#### Your task:
Beginning with the line that contains "227), (624, 72)]]", transcribe every line through the end of the entries exactly as written, and reproduce nothing else.

#### Information given:
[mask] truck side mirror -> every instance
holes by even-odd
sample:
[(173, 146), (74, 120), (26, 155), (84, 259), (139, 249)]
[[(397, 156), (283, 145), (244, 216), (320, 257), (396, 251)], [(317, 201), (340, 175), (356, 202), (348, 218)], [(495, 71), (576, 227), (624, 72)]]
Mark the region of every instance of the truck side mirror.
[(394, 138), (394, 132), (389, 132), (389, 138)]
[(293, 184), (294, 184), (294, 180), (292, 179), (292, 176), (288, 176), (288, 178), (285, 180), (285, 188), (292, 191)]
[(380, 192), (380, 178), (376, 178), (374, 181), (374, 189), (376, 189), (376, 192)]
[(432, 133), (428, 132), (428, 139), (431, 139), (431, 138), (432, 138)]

#### Task result:
[[(397, 156), (283, 145), (244, 216), (320, 257), (396, 251)], [(317, 201), (340, 175), (356, 202), (348, 218)], [(495, 71), (576, 227), (624, 72)]]
Mark the region of every instance of the truck side mirror.
[(394, 138), (394, 132), (389, 132), (389, 138)]
[(293, 184), (294, 184), (294, 180), (292, 179), (292, 176), (288, 176), (288, 178), (285, 180), (285, 188), (292, 191)]
[(380, 192), (380, 178), (376, 178), (374, 181), (374, 189), (376, 189), (376, 192)]
[(432, 133), (428, 132), (428, 139), (431, 139), (431, 138), (432, 138)]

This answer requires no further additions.